Records drawn from a dataset:
%%
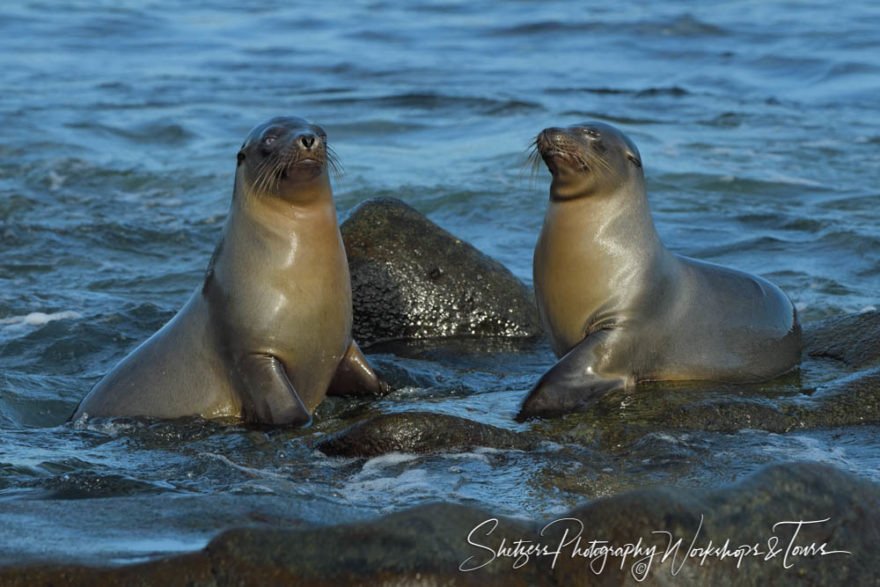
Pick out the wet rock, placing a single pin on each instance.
(852, 338)
(432, 544)
(411, 279)
(419, 432)
(847, 401)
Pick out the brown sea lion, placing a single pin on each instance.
(268, 334)
(619, 307)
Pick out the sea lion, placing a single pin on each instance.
(619, 306)
(268, 333)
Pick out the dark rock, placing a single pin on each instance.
(852, 338)
(431, 544)
(411, 279)
(419, 432)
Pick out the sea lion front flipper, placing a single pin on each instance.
(572, 384)
(354, 376)
(271, 398)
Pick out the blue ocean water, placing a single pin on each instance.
(758, 125)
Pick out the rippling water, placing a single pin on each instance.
(757, 122)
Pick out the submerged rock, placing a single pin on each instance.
(411, 279)
(852, 338)
(758, 519)
(419, 432)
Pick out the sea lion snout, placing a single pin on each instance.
(307, 140)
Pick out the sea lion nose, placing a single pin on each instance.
(549, 135)
(307, 140)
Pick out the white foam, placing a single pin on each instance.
(39, 318)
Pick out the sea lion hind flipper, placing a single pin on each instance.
(354, 376)
(572, 384)
(271, 397)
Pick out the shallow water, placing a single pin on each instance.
(757, 123)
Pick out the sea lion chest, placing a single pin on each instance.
(281, 284)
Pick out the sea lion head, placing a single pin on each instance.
(587, 158)
(280, 156)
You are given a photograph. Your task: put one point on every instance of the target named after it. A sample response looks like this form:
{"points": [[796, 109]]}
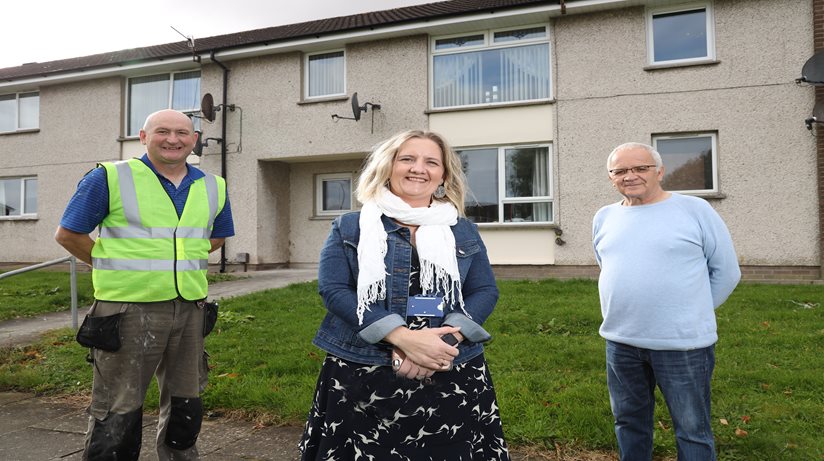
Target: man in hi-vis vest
{"points": [[158, 218]]}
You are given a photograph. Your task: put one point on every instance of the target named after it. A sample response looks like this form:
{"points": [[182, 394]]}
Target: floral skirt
{"points": [[367, 413]]}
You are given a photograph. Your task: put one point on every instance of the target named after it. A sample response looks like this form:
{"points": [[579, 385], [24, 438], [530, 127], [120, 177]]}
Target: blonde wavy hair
{"points": [[378, 168]]}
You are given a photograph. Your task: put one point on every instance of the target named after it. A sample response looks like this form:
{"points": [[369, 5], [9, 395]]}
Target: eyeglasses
{"points": [[636, 169]]}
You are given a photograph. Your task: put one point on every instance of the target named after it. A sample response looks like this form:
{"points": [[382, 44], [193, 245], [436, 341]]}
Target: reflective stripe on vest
%%
Problem statement
Every line above should be transcribed word for word; leave the pictures out.

Written reply
Pick out the wet rock, placing a single pin on each instance.
(852, 338)
(432, 544)
(411, 279)
(419, 432)
(847, 401)
Pick out the brown sea lion, placing a single pin on each instance.
(268, 334)
(619, 307)
Pick out the sea lion, placing a single pin on each instance.
(619, 306)
(268, 333)
Pick out the dark rock, placing a single pin on each instance.
(852, 338)
(431, 544)
(411, 279)
(419, 432)
Pick out the sea lion front flipper, placing a single pin on each instance.
(572, 384)
(354, 376)
(271, 398)
Pick out the blue ocean water, placing a single pin on each instance.
(758, 125)
Pick out the rippling water, placing a single pin on each instance.
(757, 122)
Pick out the submerged rock, placing a single pin on each instance.
(411, 279)
(852, 338)
(758, 519)
(419, 432)
Pick out the sea lion snout, placing a single pin on each instance.
(307, 140)
Pick out the sea lion nose, placing a single pin on each instance.
(549, 135)
(307, 140)
Pick out the white foam, placing a single pin on each instance.
(39, 318)
Pick out the sea lion hind flipper, placing a single pin on each instance.
(354, 376)
(572, 384)
(271, 397)
Pick out the shallow water, placing a single pin on each instance.
(757, 123)
Pick out the sea lion chest, placing a single pin on each instance.
(281, 284)
Pick out the sea lion head, placing a single pin on each instance.
(587, 158)
(280, 156)
You are given a photograph. Your task: put one point on every instance of the target named after it. A sample response looks like this form:
{"points": [[796, 109]]}
Target: man in hi-vis vest
{"points": [[158, 218]]}
You are given a photograph. Your task: put one point on every instance of the target named after it. A sample response looks like this form:
{"points": [[182, 394]]}
Target: floral skirt
{"points": [[367, 413]]}
You are given a photograph. Your task: put one point on every instance of the target named after it. A sample response looks like this form:
{"points": [[579, 385], [24, 438], [530, 127], [120, 177]]}
Target: blonde wavy hair
{"points": [[378, 168]]}
You are given a photograph. Your task: put one point on every instance of the target named after it. A sample response looks like this form:
{"points": [[369, 5], [9, 395]]}
Target: eyeglasses
{"points": [[636, 169]]}
You are given a photograph. Your task: put one point on every instance of the target named after it. A sample response looks like this form:
{"points": [[382, 44], [193, 245], [436, 341]]}
Target: reflective stripe on vest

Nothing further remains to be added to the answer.